TASK PROMPT:
Retype the listing that follows, leaving nothing out.

::::

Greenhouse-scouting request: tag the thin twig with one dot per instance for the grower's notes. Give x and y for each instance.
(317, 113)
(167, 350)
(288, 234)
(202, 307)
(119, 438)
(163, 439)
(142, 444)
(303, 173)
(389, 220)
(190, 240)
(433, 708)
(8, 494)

::::

TASK RESPONSE:
Greenhouse-scouting request: tag the thin twig with one dot per instance for the grower's notes. Give x and y for each instance.
(317, 113)
(167, 350)
(288, 234)
(202, 307)
(119, 438)
(163, 439)
(142, 444)
(303, 173)
(389, 220)
(190, 240)
(433, 708)
(8, 494)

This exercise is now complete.